07 July 2011

I DO like them, Sam I am!

I didn’t start this blog with the intention of making it all about ‘things that are hard for parents’. But I am a parent and it turns out that lots of things are hard in this role, and so tonight’s notes are again on the ‘tough stuff’ because we have again reached a milestone. And it’s another milestone that no-one but a parent (or perhaps a nurse or a Dr) really understands. So, what is it?
Drum roll please … Tonight our 2-year-old took medicine from a spoon … willingly …

There. One sentence is going to sort the ‘knowing’ from the ‘unknowing’. Because anyone who has tried to force medicine down a small person’s throat will, quite simply, understand that no longer having to force it is a momentous … err… moment.

============================================================

▶ [Task brief] Reproduce the blog post about the toddler taking medicine from a spoon in full, word for word.

▶ [Listed entries]
============================================================

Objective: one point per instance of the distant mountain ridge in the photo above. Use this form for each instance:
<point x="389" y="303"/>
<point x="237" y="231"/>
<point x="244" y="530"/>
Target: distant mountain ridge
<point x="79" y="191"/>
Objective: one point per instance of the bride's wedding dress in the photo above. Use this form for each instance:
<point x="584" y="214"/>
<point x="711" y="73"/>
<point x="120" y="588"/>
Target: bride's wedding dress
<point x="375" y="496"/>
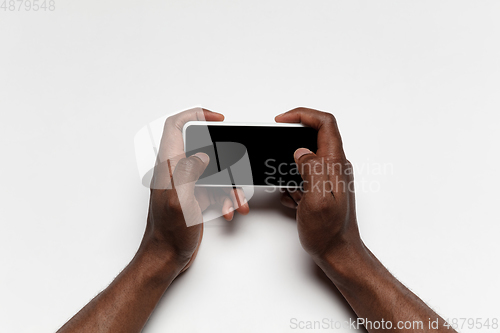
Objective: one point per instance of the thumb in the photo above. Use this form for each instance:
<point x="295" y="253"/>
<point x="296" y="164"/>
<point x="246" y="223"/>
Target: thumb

============================================================

▶ [Task result]
07 July 2011

I DO like them, Sam I am!

I didn’t start this blog with the intention of making it all about ‘things that are hard for parents’. But I am a parent and it turns out that lots of things are hard in this role, and so tonight’s notes are again on the ‘tough stuff’ because we have again reached a milestone. And it’s another milestone that no-one but a parent (or perhaps a nurse or a Dr) really understands. So, what is it?
Drum roll please … Tonight our 2-year-old took medicine from a spoon … willingly …

There. One sentence is going to sort the ‘knowing’ from the ‘unknowing’. Because anyone who has tried to force medicine down a small person’s throat will, quite simply, understand that no longer having to force it is a momentous … err… moment.